>> Begin
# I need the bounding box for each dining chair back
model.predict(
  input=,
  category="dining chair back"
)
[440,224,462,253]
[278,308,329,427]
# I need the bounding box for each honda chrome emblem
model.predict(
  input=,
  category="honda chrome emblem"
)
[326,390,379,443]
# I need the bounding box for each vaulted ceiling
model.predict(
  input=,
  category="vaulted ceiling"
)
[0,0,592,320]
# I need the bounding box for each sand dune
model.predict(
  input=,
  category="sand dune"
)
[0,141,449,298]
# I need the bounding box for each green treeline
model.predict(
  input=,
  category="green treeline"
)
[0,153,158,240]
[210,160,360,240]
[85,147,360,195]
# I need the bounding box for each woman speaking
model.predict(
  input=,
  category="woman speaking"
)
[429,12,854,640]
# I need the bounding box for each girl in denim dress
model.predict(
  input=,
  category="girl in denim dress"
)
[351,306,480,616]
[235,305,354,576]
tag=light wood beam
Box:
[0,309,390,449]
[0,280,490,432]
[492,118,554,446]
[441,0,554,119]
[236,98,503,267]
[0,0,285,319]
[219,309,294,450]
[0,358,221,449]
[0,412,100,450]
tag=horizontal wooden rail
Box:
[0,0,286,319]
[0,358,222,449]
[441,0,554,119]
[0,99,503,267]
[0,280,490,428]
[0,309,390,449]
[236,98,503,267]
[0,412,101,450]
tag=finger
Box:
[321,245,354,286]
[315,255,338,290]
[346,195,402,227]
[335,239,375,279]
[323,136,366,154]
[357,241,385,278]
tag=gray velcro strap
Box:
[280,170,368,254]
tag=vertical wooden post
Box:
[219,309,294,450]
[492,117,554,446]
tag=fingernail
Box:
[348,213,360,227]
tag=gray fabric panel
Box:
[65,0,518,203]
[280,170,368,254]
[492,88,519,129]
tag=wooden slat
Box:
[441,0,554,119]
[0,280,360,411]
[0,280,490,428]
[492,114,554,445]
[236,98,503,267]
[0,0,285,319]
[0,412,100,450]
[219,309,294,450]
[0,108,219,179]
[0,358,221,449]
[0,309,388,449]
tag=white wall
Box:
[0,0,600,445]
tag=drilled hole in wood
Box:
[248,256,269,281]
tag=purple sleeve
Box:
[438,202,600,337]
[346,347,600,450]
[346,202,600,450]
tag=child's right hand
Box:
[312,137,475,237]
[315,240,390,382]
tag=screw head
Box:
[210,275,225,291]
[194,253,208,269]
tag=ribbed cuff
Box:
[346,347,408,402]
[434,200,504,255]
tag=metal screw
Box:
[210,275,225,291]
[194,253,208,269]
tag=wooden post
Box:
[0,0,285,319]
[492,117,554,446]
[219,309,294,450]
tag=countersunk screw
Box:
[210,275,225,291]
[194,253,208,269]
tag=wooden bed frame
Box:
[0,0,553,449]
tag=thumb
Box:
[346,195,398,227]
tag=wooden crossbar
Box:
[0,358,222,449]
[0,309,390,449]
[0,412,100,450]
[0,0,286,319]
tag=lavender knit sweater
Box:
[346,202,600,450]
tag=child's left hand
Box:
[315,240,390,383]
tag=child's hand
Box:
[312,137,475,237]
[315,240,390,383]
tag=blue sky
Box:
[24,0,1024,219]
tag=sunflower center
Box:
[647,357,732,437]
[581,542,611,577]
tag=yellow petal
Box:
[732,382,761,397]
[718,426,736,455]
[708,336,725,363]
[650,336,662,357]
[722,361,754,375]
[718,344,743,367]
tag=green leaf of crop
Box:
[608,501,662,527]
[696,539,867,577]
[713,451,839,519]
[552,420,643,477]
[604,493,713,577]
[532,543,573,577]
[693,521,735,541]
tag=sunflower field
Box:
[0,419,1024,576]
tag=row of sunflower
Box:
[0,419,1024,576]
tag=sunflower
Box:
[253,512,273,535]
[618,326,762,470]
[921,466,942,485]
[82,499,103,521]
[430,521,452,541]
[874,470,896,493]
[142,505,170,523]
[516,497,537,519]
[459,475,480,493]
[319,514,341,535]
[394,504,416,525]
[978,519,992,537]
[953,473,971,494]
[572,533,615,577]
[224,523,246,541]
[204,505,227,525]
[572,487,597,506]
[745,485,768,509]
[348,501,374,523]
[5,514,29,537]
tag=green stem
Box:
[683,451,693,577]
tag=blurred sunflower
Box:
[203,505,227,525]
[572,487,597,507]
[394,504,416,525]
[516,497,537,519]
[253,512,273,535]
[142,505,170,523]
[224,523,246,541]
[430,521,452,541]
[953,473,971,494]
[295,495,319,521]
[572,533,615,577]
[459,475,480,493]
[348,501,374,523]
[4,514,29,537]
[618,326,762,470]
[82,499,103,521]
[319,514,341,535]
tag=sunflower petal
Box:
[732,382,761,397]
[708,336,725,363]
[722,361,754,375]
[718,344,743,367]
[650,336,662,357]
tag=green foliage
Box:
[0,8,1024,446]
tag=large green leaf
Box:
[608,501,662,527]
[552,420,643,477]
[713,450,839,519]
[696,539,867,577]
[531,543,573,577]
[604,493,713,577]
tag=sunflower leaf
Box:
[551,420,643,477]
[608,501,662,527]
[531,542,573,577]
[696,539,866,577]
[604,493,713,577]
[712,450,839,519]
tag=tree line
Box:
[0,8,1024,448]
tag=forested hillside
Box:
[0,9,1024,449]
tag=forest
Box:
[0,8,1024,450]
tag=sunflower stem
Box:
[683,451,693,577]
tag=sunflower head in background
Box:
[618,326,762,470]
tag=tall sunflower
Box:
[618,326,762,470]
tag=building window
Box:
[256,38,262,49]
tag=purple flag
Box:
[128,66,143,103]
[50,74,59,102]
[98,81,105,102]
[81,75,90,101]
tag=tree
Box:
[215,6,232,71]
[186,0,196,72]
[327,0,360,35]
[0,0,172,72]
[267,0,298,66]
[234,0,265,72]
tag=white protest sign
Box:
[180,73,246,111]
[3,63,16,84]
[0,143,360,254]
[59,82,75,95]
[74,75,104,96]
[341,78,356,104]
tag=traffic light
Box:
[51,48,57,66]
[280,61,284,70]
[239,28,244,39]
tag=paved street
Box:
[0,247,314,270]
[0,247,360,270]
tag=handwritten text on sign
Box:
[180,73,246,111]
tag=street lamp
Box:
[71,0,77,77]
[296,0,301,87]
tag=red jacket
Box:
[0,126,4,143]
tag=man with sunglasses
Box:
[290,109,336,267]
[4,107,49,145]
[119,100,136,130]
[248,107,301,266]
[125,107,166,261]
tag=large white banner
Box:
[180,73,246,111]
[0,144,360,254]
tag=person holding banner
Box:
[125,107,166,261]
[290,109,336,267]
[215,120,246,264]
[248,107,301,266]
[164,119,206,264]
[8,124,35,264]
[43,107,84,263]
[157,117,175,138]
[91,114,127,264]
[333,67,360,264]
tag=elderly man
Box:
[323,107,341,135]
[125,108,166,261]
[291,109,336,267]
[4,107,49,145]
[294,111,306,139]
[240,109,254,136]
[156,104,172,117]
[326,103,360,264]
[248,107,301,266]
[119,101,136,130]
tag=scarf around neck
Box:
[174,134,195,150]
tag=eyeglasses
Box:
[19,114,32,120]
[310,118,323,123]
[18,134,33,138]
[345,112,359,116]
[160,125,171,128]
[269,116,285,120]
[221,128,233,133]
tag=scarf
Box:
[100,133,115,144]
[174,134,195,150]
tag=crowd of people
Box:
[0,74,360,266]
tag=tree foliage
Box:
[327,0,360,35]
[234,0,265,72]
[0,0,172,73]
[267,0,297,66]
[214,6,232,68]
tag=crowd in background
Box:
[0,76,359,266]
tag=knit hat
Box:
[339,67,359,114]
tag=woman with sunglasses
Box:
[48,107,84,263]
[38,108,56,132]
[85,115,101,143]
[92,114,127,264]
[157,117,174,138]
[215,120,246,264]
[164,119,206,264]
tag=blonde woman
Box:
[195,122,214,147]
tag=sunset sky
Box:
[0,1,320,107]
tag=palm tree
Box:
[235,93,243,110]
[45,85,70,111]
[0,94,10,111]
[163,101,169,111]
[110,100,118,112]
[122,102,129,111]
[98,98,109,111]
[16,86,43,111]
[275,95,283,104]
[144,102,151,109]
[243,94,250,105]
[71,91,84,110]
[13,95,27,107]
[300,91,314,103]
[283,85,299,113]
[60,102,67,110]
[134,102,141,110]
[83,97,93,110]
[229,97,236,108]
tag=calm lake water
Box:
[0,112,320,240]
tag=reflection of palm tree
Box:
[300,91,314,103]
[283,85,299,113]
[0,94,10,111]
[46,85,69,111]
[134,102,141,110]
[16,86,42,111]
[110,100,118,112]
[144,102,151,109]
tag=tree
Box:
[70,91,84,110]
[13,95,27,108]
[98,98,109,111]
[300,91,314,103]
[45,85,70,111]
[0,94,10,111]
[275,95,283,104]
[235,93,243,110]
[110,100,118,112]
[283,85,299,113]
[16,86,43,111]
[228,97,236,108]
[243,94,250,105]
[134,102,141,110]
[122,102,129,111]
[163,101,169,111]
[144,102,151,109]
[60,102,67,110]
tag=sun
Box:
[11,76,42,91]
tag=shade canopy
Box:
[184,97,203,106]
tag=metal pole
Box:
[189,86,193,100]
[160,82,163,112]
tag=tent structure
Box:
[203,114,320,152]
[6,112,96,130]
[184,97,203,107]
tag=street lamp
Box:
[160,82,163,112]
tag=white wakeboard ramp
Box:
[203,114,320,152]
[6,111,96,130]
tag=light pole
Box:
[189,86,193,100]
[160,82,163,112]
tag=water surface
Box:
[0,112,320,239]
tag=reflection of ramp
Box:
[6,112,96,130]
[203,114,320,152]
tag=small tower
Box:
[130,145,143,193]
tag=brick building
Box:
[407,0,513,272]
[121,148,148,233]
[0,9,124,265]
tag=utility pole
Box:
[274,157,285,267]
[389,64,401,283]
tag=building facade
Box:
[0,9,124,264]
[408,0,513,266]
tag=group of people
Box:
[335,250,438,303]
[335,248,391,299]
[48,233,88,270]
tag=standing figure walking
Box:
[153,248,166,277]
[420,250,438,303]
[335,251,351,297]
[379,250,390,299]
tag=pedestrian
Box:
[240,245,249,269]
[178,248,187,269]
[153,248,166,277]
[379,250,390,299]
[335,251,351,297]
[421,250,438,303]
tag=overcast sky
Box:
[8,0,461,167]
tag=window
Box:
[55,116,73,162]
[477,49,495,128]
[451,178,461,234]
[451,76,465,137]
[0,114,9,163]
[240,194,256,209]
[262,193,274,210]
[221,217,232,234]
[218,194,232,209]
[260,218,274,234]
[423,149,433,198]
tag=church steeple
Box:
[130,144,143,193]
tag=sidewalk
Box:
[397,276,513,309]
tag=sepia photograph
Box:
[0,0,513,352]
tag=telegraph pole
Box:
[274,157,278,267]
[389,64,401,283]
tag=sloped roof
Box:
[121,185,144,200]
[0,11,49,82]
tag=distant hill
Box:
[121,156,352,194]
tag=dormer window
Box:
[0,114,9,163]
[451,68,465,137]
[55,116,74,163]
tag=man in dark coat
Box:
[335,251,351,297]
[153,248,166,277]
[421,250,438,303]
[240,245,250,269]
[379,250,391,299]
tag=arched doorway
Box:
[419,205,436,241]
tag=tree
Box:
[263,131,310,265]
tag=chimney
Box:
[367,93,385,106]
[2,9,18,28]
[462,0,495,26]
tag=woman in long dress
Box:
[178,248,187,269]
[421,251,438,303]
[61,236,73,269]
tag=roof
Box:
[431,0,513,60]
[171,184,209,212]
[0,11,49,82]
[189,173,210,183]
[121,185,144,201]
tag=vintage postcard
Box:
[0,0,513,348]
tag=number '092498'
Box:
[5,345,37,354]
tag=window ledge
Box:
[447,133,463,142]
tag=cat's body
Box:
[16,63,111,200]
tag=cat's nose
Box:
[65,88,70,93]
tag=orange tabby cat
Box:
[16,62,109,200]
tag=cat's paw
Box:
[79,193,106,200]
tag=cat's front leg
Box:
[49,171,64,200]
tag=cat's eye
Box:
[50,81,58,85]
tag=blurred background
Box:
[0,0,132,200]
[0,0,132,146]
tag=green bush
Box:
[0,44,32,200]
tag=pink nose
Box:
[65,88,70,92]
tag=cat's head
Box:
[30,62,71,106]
>> End
* WORK INSTRUCTIONS
Reproduce everything from the start of the rows down to the line containing "[278,308,329,427]", replacing "dining chair back" with "armchair back" and keeping all else unchanged.

* THE OUTPUT
# I need the bounding box for each armchair back
model.predict(
  input=,
  category="armchair back"
)
[440,224,462,253]
[278,308,329,427]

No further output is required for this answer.